_Problem requirements_
Could you give back the records exactly, taking out the pictures?

[Dataset content]

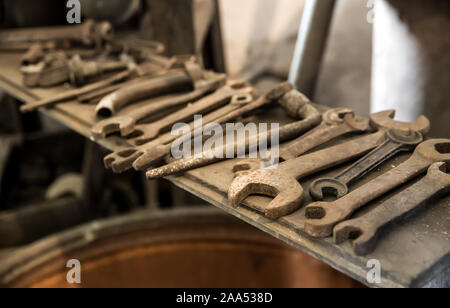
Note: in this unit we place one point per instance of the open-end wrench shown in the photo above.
(123, 160)
(88, 33)
(282, 182)
(145, 155)
(336, 122)
(175, 80)
(323, 216)
(365, 230)
(138, 71)
(125, 124)
(296, 104)
(234, 92)
(402, 137)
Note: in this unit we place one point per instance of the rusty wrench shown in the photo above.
(123, 160)
(366, 229)
(402, 137)
(170, 81)
(282, 182)
(125, 124)
(296, 105)
(144, 156)
(323, 216)
(336, 122)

[/Dataset content]

_Result below_
Note: in this unit we place one point per instance of the open-end wrench shown in the photo above.
(123, 160)
(88, 33)
(282, 182)
(145, 155)
(336, 122)
(175, 80)
(323, 216)
(365, 230)
(138, 71)
(125, 124)
(296, 104)
(234, 92)
(402, 137)
Note: in this unit we place one point per instance of the rusty wrench shown in the photo above.
(123, 160)
(366, 229)
(402, 137)
(170, 81)
(282, 182)
(125, 124)
(296, 105)
(144, 156)
(323, 216)
(336, 122)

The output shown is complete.